■ **Brief**: Output all of the data below exactly as given.

■ **Provided records**:
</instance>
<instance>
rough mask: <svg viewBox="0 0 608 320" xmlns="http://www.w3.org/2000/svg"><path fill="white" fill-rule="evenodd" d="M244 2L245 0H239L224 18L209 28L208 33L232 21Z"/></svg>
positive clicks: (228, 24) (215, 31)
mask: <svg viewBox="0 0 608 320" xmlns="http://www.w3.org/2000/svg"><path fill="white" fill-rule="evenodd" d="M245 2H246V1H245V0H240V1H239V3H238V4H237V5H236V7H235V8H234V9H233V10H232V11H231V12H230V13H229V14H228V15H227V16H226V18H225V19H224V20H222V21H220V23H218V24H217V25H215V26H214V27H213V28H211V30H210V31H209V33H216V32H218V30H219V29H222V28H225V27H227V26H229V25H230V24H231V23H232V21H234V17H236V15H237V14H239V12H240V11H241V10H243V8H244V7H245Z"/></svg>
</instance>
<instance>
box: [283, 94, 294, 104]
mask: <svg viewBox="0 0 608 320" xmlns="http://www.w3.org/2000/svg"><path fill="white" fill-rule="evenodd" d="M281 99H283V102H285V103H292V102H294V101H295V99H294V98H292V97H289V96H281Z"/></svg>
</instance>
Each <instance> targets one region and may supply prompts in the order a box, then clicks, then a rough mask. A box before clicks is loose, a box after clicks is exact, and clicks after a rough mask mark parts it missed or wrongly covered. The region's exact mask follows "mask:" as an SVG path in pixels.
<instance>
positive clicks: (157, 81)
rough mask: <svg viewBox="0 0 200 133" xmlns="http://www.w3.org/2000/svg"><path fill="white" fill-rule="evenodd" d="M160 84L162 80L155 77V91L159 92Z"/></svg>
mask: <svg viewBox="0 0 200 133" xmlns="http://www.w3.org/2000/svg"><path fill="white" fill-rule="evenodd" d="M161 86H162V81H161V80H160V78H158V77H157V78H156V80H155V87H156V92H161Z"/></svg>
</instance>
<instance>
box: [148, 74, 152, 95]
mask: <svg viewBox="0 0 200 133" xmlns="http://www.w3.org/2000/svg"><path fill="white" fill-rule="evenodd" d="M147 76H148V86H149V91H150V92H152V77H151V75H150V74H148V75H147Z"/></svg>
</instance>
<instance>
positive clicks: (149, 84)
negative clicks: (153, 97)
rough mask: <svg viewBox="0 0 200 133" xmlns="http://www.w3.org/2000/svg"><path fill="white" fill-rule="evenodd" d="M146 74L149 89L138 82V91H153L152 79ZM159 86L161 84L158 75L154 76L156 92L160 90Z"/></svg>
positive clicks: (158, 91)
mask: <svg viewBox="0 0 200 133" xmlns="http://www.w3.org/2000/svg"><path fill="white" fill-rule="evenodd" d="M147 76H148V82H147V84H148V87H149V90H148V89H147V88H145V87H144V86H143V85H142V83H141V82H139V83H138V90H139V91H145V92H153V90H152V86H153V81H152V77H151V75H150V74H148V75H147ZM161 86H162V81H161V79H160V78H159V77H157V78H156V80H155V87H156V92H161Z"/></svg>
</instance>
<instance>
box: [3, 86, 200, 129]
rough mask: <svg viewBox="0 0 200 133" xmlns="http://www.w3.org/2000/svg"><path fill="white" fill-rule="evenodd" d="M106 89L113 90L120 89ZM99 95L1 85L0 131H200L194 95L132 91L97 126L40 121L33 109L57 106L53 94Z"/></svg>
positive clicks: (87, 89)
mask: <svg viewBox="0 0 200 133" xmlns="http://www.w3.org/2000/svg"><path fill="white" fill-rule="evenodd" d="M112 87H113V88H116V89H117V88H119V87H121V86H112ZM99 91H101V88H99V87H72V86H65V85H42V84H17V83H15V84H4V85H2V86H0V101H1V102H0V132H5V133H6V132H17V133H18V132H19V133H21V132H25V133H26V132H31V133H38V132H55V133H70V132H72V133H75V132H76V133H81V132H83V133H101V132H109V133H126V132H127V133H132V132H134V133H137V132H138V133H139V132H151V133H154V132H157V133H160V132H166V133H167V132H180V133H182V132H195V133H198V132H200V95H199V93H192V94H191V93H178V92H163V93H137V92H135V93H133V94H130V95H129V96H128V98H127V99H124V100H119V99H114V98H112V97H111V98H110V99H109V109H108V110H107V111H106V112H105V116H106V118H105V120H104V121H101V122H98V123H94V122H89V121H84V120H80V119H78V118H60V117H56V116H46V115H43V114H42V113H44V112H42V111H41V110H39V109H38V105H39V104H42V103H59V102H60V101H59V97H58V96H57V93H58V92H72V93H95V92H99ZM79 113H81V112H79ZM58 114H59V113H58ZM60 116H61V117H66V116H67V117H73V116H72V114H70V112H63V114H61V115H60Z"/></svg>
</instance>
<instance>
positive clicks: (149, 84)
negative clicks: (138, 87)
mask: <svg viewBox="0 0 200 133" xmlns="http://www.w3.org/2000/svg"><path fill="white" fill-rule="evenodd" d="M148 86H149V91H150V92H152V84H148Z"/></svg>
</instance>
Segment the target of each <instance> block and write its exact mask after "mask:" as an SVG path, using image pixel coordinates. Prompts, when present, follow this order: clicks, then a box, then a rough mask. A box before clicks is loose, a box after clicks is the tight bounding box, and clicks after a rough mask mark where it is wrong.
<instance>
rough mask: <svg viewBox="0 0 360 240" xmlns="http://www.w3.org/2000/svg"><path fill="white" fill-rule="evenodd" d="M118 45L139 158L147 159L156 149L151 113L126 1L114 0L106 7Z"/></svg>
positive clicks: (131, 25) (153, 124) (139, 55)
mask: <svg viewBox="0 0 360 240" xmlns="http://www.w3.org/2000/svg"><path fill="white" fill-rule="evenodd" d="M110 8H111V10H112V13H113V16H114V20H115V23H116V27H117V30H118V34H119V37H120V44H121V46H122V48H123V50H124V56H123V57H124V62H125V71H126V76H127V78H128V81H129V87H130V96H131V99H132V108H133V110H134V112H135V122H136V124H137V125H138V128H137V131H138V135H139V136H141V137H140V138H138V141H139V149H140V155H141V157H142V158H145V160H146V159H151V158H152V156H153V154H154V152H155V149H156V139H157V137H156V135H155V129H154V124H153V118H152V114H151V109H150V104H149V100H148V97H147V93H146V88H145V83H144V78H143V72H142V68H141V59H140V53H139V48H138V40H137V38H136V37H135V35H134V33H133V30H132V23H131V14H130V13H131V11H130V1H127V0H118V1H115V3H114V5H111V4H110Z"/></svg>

■ **Exercise solution**:
</instance>
<instance>
rough mask: <svg viewBox="0 0 608 320" xmlns="http://www.w3.org/2000/svg"><path fill="white" fill-rule="evenodd" d="M244 2L245 0H239L224 18L209 28L208 33L232 21Z"/></svg>
positive clicks: (228, 24) (215, 31)
mask: <svg viewBox="0 0 608 320" xmlns="http://www.w3.org/2000/svg"><path fill="white" fill-rule="evenodd" d="M245 2H246V1H245V0H240V1H239V3H238V4H237V5H236V7H235V8H234V9H233V10H232V11H231V12H230V13H229V14H228V15H227V16H226V18H225V19H224V20H222V21H220V23H218V24H217V25H215V26H214V27H213V28H211V30H210V31H209V33H216V32H218V30H219V29H222V28H225V27H227V26H229V25H230V24H231V23H232V21H234V17H236V15H237V14H239V12H240V11H241V10H243V8H244V7H245Z"/></svg>
</instance>
<instance>
box: [283, 94, 294, 104]
mask: <svg viewBox="0 0 608 320" xmlns="http://www.w3.org/2000/svg"><path fill="white" fill-rule="evenodd" d="M281 99H283V102H285V103H292V102H294V101H295V99H294V98H292V97H289V96H281Z"/></svg>
</instance>
Each <instance> targets one region and may supply prompts in the order a box, then clicks, then a rough mask. A box before clicks is loose, a box after clicks is exact, and clicks after a rough mask mark parts it missed or wrongly covered. The region's exact mask follows "mask:" as an SVG path in pixels.
<instance>
positive clicks: (157, 81)
rough mask: <svg viewBox="0 0 200 133" xmlns="http://www.w3.org/2000/svg"><path fill="white" fill-rule="evenodd" d="M160 84L162 80L155 77V91L159 92Z"/></svg>
mask: <svg viewBox="0 0 200 133" xmlns="http://www.w3.org/2000/svg"><path fill="white" fill-rule="evenodd" d="M161 86H162V81H161V80H160V78H158V77H157V78H156V80H155V87H156V92H161Z"/></svg>
</instance>
<instance>
box: [148, 74, 152, 95]
mask: <svg viewBox="0 0 200 133" xmlns="http://www.w3.org/2000/svg"><path fill="white" fill-rule="evenodd" d="M147 76H148V86H149V91H150V92H152V77H151V75H150V74H148V75H147Z"/></svg>
</instance>
<instance>
positive clicks: (149, 84)
negative clicks: (153, 97)
rough mask: <svg viewBox="0 0 200 133" xmlns="http://www.w3.org/2000/svg"><path fill="white" fill-rule="evenodd" d="M146 74L149 89L138 82V91H153L152 79ZM159 86L161 84L158 75L154 76L156 92L160 90Z"/></svg>
positive clicks: (158, 91)
mask: <svg viewBox="0 0 200 133" xmlns="http://www.w3.org/2000/svg"><path fill="white" fill-rule="evenodd" d="M147 76H148V82H147V84H148V87H149V90H148V89H147V88H145V87H144V86H143V85H142V83H141V82H139V83H138V90H139V91H145V92H153V90H152V86H153V81H152V77H151V75H150V74H148V75H147ZM161 86H162V81H161V79H160V78H159V77H157V78H156V80H155V87H156V92H161Z"/></svg>
</instance>
<instance>
box: [3, 86, 200, 129]
rough mask: <svg viewBox="0 0 200 133" xmlns="http://www.w3.org/2000/svg"><path fill="white" fill-rule="evenodd" d="M106 89L113 90L120 89ZM99 95L1 85L0 131H200L194 95L132 91L97 126L40 121L33 109L57 106L53 94Z"/></svg>
positive clicks: (87, 89)
mask: <svg viewBox="0 0 200 133" xmlns="http://www.w3.org/2000/svg"><path fill="white" fill-rule="evenodd" d="M112 87H113V88H116V89H117V88H119V87H121V86H112ZM99 91H101V88H99V87H72V86H65V85H42V84H17V83H15V84H4V85H2V86H0V101H1V102H0V132H5V133H6V132H17V133H18V132H19V133H21V132H25V133H26V132H31V133H38V132H55V133H70V132H72V133H75V132H76V133H81V132H83V133H101V132H109V133H126V132H127V133H132V132H134V133H137V132H138V133H139V132H151V133H154V132H157V133H160V132H166V133H167V132H180V133H182V132H195V133H198V132H200V95H199V93H192V94H191V93H178V92H163V93H137V92H135V93H133V94H130V95H129V96H128V98H127V99H124V100H119V99H114V98H112V97H111V98H110V99H109V109H108V110H107V111H106V112H105V116H106V118H105V120H104V121H101V122H98V123H94V122H89V121H84V120H80V119H78V118H60V117H56V116H46V115H43V114H42V113H44V112H42V111H41V110H39V109H38V105H39V104H42V103H59V102H60V101H59V97H58V96H57V93H58V92H72V93H95V92H99ZM79 113H81V112H79ZM58 114H59V113H58ZM60 116H61V117H66V116H67V117H73V116H72V114H70V112H63V114H61V115H60Z"/></svg>
</instance>
<instance>
positive clicks: (149, 84)
negative clicks: (138, 87)
mask: <svg viewBox="0 0 200 133" xmlns="http://www.w3.org/2000/svg"><path fill="white" fill-rule="evenodd" d="M148 86H149V91H150V92H152V84H148Z"/></svg>
</instance>
Segment the target of each <instance> block and write its exact mask after "mask:" as an SVG path, using image pixel coordinates. Prompts, when present, follow this order: clicks, then a box, then a rough mask. A box before clicks is loose, a box after clicks is the tight bounding box, and clicks after a rough mask mark where it is wrong.
<instance>
rough mask: <svg viewBox="0 0 360 240" xmlns="http://www.w3.org/2000/svg"><path fill="white" fill-rule="evenodd" d="M118 45L139 158L147 159L156 149L151 113L126 1L114 0L106 7Z"/></svg>
positive clicks: (131, 25) (153, 124) (139, 55)
mask: <svg viewBox="0 0 360 240" xmlns="http://www.w3.org/2000/svg"><path fill="white" fill-rule="evenodd" d="M110 8H111V10H112V13H113V16H114V20H115V23H116V27H117V30H118V34H119V37H120V44H121V46H122V48H123V50H124V56H123V57H124V62H125V71H126V76H127V78H128V81H129V87H130V96H131V99H132V108H133V110H134V112H135V122H136V124H137V125H138V128H137V131H138V135H139V136H141V137H140V138H138V141H139V149H140V155H141V157H142V158H145V160H146V159H151V158H152V156H153V154H154V152H155V149H156V139H157V137H156V135H155V129H154V124H153V118H152V114H151V109H150V104H149V100H148V97H147V93H146V88H145V83H144V78H143V72H142V68H141V59H140V53H139V48H138V40H137V38H136V37H135V35H134V33H133V30H132V23H131V14H130V13H131V11H130V1H127V0H118V1H115V3H114V5H111V4H110Z"/></svg>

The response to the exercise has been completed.